Seçilmiş Alıntı
.....
Danıştay 8. Daire 2022/3579 Esas 2022/4053 Karar Sayılı İlamı

Abaküs Yazılım
8. Daire
Esas No: 2022/3579
Karar No: 2022/4053
Karar Tarihi: 13.06.2022

Danıştay 8. Daire 2022/3579 Esas 2022/4053 Karar Sayılı İlamı

     Özet:

Danıştay 8. Dairesi, Türkiye Barolar Birliği Disiplin Kurulu'nun davacının \"1 yıl 10 ay süre ile işten çıkarma cezası\" ile cezalandırılmasına ilişkin kararının iptali istemiyle açılan dava konusunda verilen Bölge İdare Mahkemesi kararının temyiz yoluna açık olmadığına karar verdi. Davacının avukatlık mesleği, ticari bir faaliyet olmadığından 2577 sayılı İdari Yargılama Usulü Kanunu'nun temyiz kanun yoluna başvurulabilecek davaların tahdidi olarak sayıldığı 46. maddesinin kapsamında yer almadığına hükmedildi. İdari Yargılama Usulü Kanunu'nun 135. maddesi ve Avukatlık Kanunu'nun 136. maddesi yorumlandı. Temyiz istemine esas teşkil eden kararda geçen ilgili kanun maddeleri şöyle: 2577 sayılı İdari Yargılama Usulü Kanunu'nun \"Temyiz\" başlıklı 46. maddesi ve 1136 sayılı Avukatlık Kanunu'nun \"Disiplin cezaları\" başlıklı 135. maddesi ve Türkiye Barolar Birliği Meslek Kuralları'nın 4. maddesi.
Danıştay 8. Daire Başkanlığı         2022/3579 E.  ,  2022/4053 K.

    "İçtihat Metni"

    T.C.
    D A N I Ş T A Y
    SEKİZİNCİ DAİRE
    Esas No : 2022/3579
    Karar No : 2022/4053

    TEMYİZ EDEN (DAVACI) : …

    KARŞI TARAF(DAVALI) : … Başkanlığı
    VEKİLİ : Av. …

    İSTEMİN KONUSU : … Bölge İdare Mahkemesi ... İdari Dava Dairesinin … tarih ve E:…, K:… sayılı kararının temyizen incelenerek bozulması istenilmektedir.
.....
Liste
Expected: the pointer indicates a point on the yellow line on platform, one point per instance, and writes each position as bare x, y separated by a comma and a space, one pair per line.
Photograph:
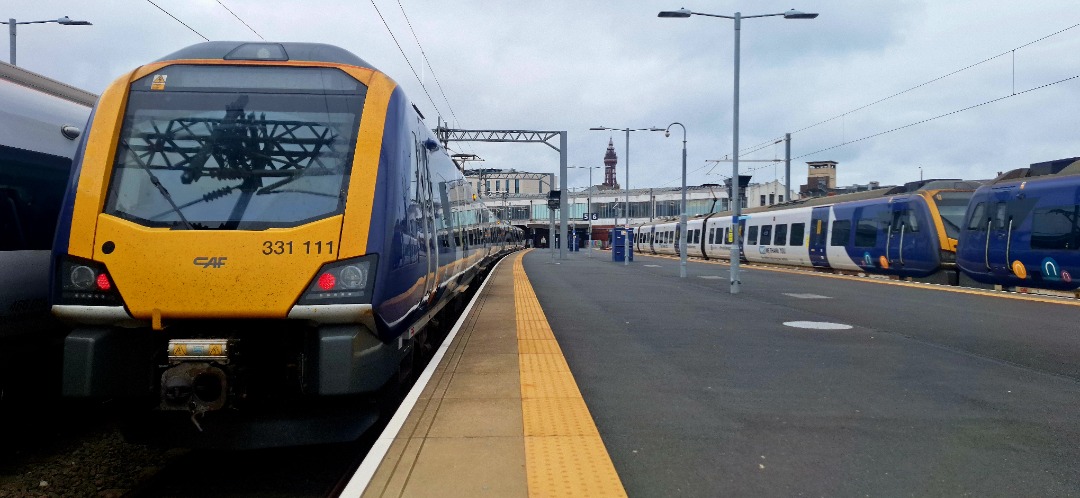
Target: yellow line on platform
564, 454
886, 281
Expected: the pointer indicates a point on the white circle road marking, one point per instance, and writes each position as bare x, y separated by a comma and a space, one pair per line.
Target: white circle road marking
.....
Çalışma Yönergeleri
• 1. Alıntıda "Danıştay 8. Dairesi, Türkiye Barolar Birliği Disiplin Kurulu'nun" diye başlayan paragrafı daha kısa biçimde yeniden yazın. Paragrafın ana bilgileri korunmalı.
• 2. Alıntıda adı geçen kanun ve meslek kurallarının hepsini sıralayın.
• 3. Alıntıdan "TEMYİZ EDEN (DAVACI)" sözleriyle başlayıp "incelenerek bozulması istenilmektedir." sözleriyle biten bölümü hiç değiştirmeden yazın.

Görevlere Göre Çözümler
• 1. Dava, Türkiye Barolar Birliği Disiplin Kurulu'nun davacıya verdiği 1 yıl 10 ay işten çıkarma cezasının iptali istemiyle açıldı. Danıştay 8. Dairesi, bu davada Bölge İdare Mahkemesinin verdiği kararın temyize açık olmadığına karar verdi. Buna göre avukatlık ticari bir faaliyet değildir. Bu nedenle dava, temyize açık davaları sınırlı olarak sayan 2577 sayılı İdari Yargılama Usulü Kanunu'nun 46. maddesinin kapsamına girmez. Temyiz istemine esas olan kararda geçen maddeler şunlardır: bu kanunun 46. maddesi, 1136 sayılı Avukatlık Kanunu'nun 135. maddesi ve Türkiye Barolar Birliği Meslek Kuralları'nın 4. maddesi.

• 2.
- 2577 sayılı İdari Yargılama Usulü Kanunu
- 1136 sayılı Avukatlık Kanunu
- Türkiye Barolar Birliği Meslek Kuralları

• 3.
TEMYİZ EDEN (DAVACI) : …

    KARŞI TARAF(DAVALI) : … Başkanlığı
    VEKİLİ : Av. …

    İSTEMİN KONUSU : … Bölge İdare Mahkemesi ... İdari Dava Dairesinin … tarih ve E:…, K:… sayılı kararının temyizen incelenerek bozulması istenilmektedir.